• **SUPPLIED TEXT**
List of questions where "I don't get it" is growing as exam approaches :down: .( A bit disappointed about the Flash Quiz because there are no reliable set of questions to practice on which cover all the AIMS and since you are best teacher I have come across your questions would have really helped practice better .)
Anyway will attempt some of your 2007 questions. I did not understand this question in 2007 FRM practice exam .It's from Hull and i am supposed to know it and i don't .I understand it is a Var calculation and the square root rule has been used but why duration?

Hong Kong Shanghi Bank has entered into a repurchase agreement with a client where
the client will sell a 10-year US treasury bond to the bank and repurchase it in 10 days.
The bond has a notional value of USD 10m, trades at par with the yield volatility for a 10-
year US treasury 0.074%. The swap’s maximum potential exposure at a 99% confidence
level is closest to:
a. USD 320,000
b. USD 380,000
c. USD 550,000
d. USD 1,200,000
CORRECT: B
The approximate duration for a 10 year bond is 7.0. The volatility of the swap value over
10 years is calculated as follows:
σ(V) = [market_value * duration * yield volatility *(10)0.5]
= 10,000,000 * 7.0 * 0.00074 * 3.16 = 163,806.
To get the 99% confidence interval, we multiply σ(V) by 2.33, which gives approximately
$380,000.

Reference: John Hull, Options, Futures, and Other Derivatives, 6th ed. Chapter 7.

Regards
Ravi
 

David Harper CFA FRM

David Harper CFA FRM
Staff member
Subscriber
Hi Ravi,

("A bit disappointed about the Flash Quiz..." I agree and apologize. I didn't meet that goal, that i set. Thanks for stating your disappointment so nicely)

This is another flawed question.

First, we don't say the approximate duration of a bond is 7.0 precisely because, per the assigned Tuckman, duration varies with yield. The bond here is par, so we do know coupon = yield. Given that, this highest duration here is 9+ for a lower yield/lower coupon bond and could go down to 6 or less for high yield/high coupon. Ceteris paribus, higher yield implies lower duration.

• **WHAT TO PRODUCE**
Please extract the forum discussion word for word, starting at the words "Anyway will attempt" and ending after "but why duration?".

• **RAW RECORDS**
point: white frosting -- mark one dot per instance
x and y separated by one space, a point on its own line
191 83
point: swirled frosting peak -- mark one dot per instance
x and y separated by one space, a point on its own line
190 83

• **REPLY**
Anyway will attempt some of your 2007 questions. I did not understand this question in 2007 FRM practice exam .It's from Hull and i am supposed to know it and i don't .I understand it is a Var calculation and the square root rule has been used but why duration?